[start of STORED DATA]
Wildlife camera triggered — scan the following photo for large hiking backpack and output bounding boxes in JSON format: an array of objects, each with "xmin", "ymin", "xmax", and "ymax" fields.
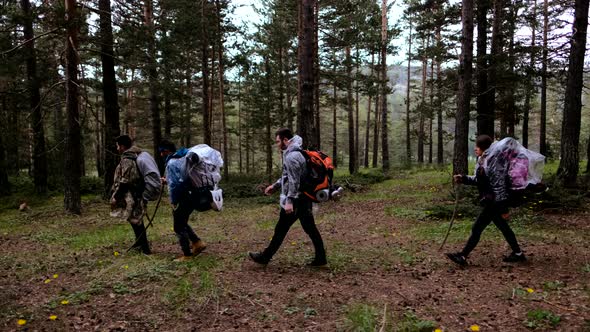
[
  {"xmin": 135, "ymin": 151, "xmax": 162, "ymax": 201},
  {"xmin": 298, "ymin": 149, "xmax": 342, "ymax": 203},
  {"xmin": 487, "ymin": 137, "xmax": 547, "ymax": 206},
  {"xmin": 123, "ymin": 151, "xmax": 162, "ymax": 201},
  {"xmin": 183, "ymin": 144, "xmax": 223, "ymax": 211}
]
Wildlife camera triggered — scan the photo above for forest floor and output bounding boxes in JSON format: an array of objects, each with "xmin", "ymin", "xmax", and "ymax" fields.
[{"xmin": 0, "ymin": 170, "xmax": 590, "ymax": 331}]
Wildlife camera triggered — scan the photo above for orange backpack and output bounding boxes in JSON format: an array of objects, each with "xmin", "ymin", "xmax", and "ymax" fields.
[{"xmin": 298, "ymin": 149, "xmax": 334, "ymax": 202}]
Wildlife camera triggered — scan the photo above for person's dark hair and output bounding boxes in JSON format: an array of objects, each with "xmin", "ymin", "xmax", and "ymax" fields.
[
  {"xmin": 275, "ymin": 128, "xmax": 293, "ymax": 139},
  {"xmin": 115, "ymin": 135, "xmax": 133, "ymax": 149},
  {"xmin": 158, "ymin": 139, "xmax": 176, "ymax": 152},
  {"xmin": 475, "ymin": 135, "xmax": 493, "ymax": 151}
]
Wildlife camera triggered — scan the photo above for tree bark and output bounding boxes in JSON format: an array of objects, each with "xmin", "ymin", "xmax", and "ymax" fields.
[
  {"xmin": 21, "ymin": 0, "xmax": 47, "ymax": 194},
  {"xmin": 453, "ymin": 0, "xmax": 473, "ymax": 174},
  {"xmin": 332, "ymin": 51, "xmax": 338, "ymax": 167},
  {"xmin": 363, "ymin": 51, "xmax": 375, "ymax": 168},
  {"xmin": 406, "ymin": 16, "xmax": 412, "ymax": 164},
  {"xmin": 144, "ymin": 0, "xmax": 164, "ymax": 173},
  {"xmin": 477, "ymin": 0, "xmax": 494, "ymax": 137},
  {"xmin": 215, "ymin": 0, "xmax": 229, "ymax": 179},
  {"xmin": 381, "ymin": 0, "xmax": 390, "ymax": 172},
  {"xmin": 64, "ymin": 0, "xmax": 82, "ymax": 215},
  {"xmin": 201, "ymin": 0, "xmax": 211, "ymax": 146},
  {"xmin": 522, "ymin": 0, "xmax": 537, "ymax": 148},
  {"xmin": 557, "ymin": 0, "xmax": 589, "ymax": 187},
  {"xmin": 297, "ymin": 0, "xmax": 318, "ymax": 148},
  {"xmin": 98, "ymin": 0, "xmax": 121, "ymax": 198},
  {"xmin": 539, "ymin": 0, "xmax": 549, "ymax": 156},
  {"xmin": 345, "ymin": 46, "xmax": 357, "ymax": 174}
]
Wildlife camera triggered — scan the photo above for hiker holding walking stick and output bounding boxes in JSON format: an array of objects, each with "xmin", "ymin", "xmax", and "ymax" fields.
[{"xmin": 446, "ymin": 135, "xmax": 526, "ymax": 266}]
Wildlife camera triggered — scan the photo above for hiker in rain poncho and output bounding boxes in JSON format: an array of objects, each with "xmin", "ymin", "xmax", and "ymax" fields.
[
  {"xmin": 446, "ymin": 135, "xmax": 526, "ymax": 266},
  {"xmin": 111, "ymin": 135, "xmax": 160, "ymax": 255},
  {"xmin": 248, "ymin": 128, "xmax": 327, "ymax": 266},
  {"xmin": 158, "ymin": 140, "xmax": 207, "ymax": 262}
]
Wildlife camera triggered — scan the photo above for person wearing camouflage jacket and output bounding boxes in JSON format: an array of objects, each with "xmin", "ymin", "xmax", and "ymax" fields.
[{"xmin": 110, "ymin": 135, "xmax": 151, "ymax": 255}]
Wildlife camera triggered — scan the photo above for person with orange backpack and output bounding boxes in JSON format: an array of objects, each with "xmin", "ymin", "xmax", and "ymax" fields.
[{"xmin": 248, "ymin": 128, "xmax": 328, "ymax": 267}]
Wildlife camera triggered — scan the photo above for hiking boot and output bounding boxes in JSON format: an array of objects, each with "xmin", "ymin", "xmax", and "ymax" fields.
[
  {"xmin": 445, "ymin": 252, "xmax": 467, "ymax": 266},
  {"xmin": 173, "ymin": 255, "xmax": 193, "ymax": 263},
  {"xmin": 248, "ymin": 251, "xmax": 270, "ymax": 265},
  {"xmin": 502, "ymin": 251, "xmax": 526, "ymax": 263},
  {"xmin": 307, "ymin": 258, "xmax": 328, "ymax": 268},
  {"xmin": 191, "ymin": 240, "xmax": 207, "ymax": 256}
]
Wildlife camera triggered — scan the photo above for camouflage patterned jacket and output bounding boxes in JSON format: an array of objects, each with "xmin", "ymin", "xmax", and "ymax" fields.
[{"xmin": 111, "ymin": 146, "xmax": 145, "ymax": 224}]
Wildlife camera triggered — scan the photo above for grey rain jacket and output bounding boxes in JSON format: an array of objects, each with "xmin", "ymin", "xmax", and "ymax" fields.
[
  {"xmin": 463, "ymin": 149, "xmax": 510, "ymax": 202},
  {"xmin": 273, "ymin": 135, "xmax": 307, "ymax": 208}
]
[end of STORED DATA]
PROBLEM
Transcribe all of the records above line for line, and leave the pictures out of your answer.

EXERCISE SOLUTION
Wildlife camera triggered — scan the following photo for large hiking backpack and output bounding boxes in JSON format: an array of objects, each with "xmin", "ymin", "xmax", and "ymax" fields.
[
  {"xmin": 135, "ymin": 151, "xmax": 162, "ymax": 201},
  {"xmin": 298, "ymin": 149, "xmax": 342, "ymax": 203},
  {"xmin": 487, "ymin": 137, "xmax": 547, "ymax": 206},
  {"xmin": 123, "ymin": 151, "xmax": 162, "ymax": 201},
  {"xmin": 183, "ymin": 144, "xmax": 223, "ymax": 211}
]
Wildlife camera triggered — scan the photo above for forest floor and output bounding boxes in JSON format: an array of objects, each with "xmin", "ymin", "xmax", and "ymax" fields.
[{"xmin": 0, "ymin": 170, "xmax": 590, "ymax": 331}]
Wildlife camera triggered — scan the photo above for orange backpack and output bounding boxes in JSON format: an array of objects, each with "xmin", "ymin", "xmax", and "ymax" fields.
[{"xmin": 298, "ymin": 149, "xmax": 334, "ymax": 202}]
Wildlife camera triggered — scan the photo above for person's dark hair and output bounding boxes in JSON format: an array of objects, each with "xmin", "ymin", "xmax", and "ymax" fields.
[
  {"xmin": 275, "ymin": 128, "xmax": 293, "ymax": 139},
  {"xmin": 115, "ymin": 135, "xmax": 133, "ymax": 149},
  {"xmin": 158, "ymin": 139, "xmax": 176, "ymax": 152},
  {"xmin": 475, "ymin": 135, "xmax": 493, "ymax": 151}
]
Wildlife camera triggered — scan the photo above for tree bark and output bounding boxes in JSON format: an array of objects, each with "xmin", "ymin", "xmax", and "ymax" fields.
[
  {"xmin": 21, "ymin": 0, "xmax": 47, "ymax": 194},
  {"xmin": 453, "ymin": 0, "xmax": 473, "ymax": 174},
  {"xmin": 332, "ymin": 51, "xmax": 338, "ymax": 167},
  {"xmin": 363, "ymin": 51, "xmax": 375, "ymax": 168},
  {"xmin": 406, "ymin": 16, "xmax": 412, "ymax": 164},
  {"xmin": 144, "ymin": 0, "xmax": 164, "ymax": 173},
  {"xmin": 477, "ymin": 0, "xmax": 494, "ymax": 137},
  {"xmin": 215, "ymin": 0, "xmax": 229, "ymax": 179},
  {"xmin": 381, "ymin": 0, "xmax": 390, "ymax": 172},
  {"xmin": 64, "ymin": 0, "xmax": 82, "ymax": 215},
  {"xmin": 201, "ymin": 0, "xmax": 211, "ymax": 146},
  {"xmin": 522, "ymin": 0, "xmax": 537, "ymax": 148},
  {"xmin": 557, "ymin": 0, "xmax": 589, "ymax": 187},
  {"xmin": 297, "ymin": 0, "xmax": 318, "ymax": 148},
  {"xmin": 98, "ymin": 0, "xmax": 121, "ymax": 198},
  {"xmin": 539, "ymin": 0, "xmax": 549, "ymax": 156},
  {"xmin": 345, "ymin": 46, "xmax": 357, "ymax": 174}
]
Wildlife camera triggered — scan the photo above for hiker holding walking stick and output bounding boxes in JSON format: an array of objects, each with "xmin", "ymin", "xmax", and "ymax" fields.
[{"xmin": 446, "ymin": 135, "xmax": 526, "ymax": 266}]
Wildlife camera triggered — scan the photo above for hiker in rain poncho and output bounding boxes in JSON format: an array of objects, each with "xmin", "ymin", "xmax", and "ymax" fields.
[
  {"xmin": 446, "ymin": 135, "xmax": 526, "ymax": 266},
  {"xmin": 111, "ymin": 135, "xmax": 160, "ymax": 255},
  {"xmin": 248, "ymin": 128, "xmax": 327, "ymax": 266},
  {"xmin": 158, "ymin": 140, "xmax": 207, "ymax": 262}
]
Wildlife camera triggered — scan the photo above for person wearing camouflage jacket and output bounding boxes in JSON format: an array of objects, each with "xmin", "ymin", "xmax", and "ymax" fields.
[{"xmin": 110, "ymin": 135, "xmax": 151, "ymax": 255}]
Wildlife camera triggered — scan the photo above for person with orange backpack and output bounding boxes in JSON format: an array of objects, each with "xmin", "ymin", "xmax", and "ymax" fields.
[{"xmin": 248, "ymin": 128, "xmax": 328, "ymax": 267}]
Wildlife camera triggered — scan the photo above for hiking boot and output bounding boxes in JSON format: an array of objects, each with "xmin", "ymin", "xmax", and "ymax" fields.
[
  {"xmin": 445, "ymin": 252, "xmax": 467, "ymax": 266},
  {"xmin": 173, "ymin": 255, "xmax": 193, "ymax": 263},
  {"xmin": 248, "ymin": 251, "xmax": 270, "ymax": 265},
  {"xmin": 502, "ymin": 251, "xmax": 526, "ymax": 263},
  {"xmin": 307, "ymin": 258, "xmax": 328, "ymax": 268},
  {"xmin": 191, "ymin": 240, "xmax": 207, "ymax": 256}
]
Wildlife camera triggered — scan the photo above for camouflage patterned jacket and output bounding boxes in JSON format: an array of objects, each with "xmin", "ymin", "xmax", and "ymax" fields.
[{"xmin": 111, "ymin": 146, "xmax": 145, "ymax": 224}]
Wildlife camera triggered — scan the photo above for grey rain jacket and output bounding boxes in JSON format: an array of objects, each with "xmin", "ymin", "xmax", and "ymax" fields.
[
  {"xmin": 463, "ymin": 149, "xmax": 510, "ymax": 202},
  {"xmin": 273, "ymin": 135, "xmax": 307, "ymax": 208}
]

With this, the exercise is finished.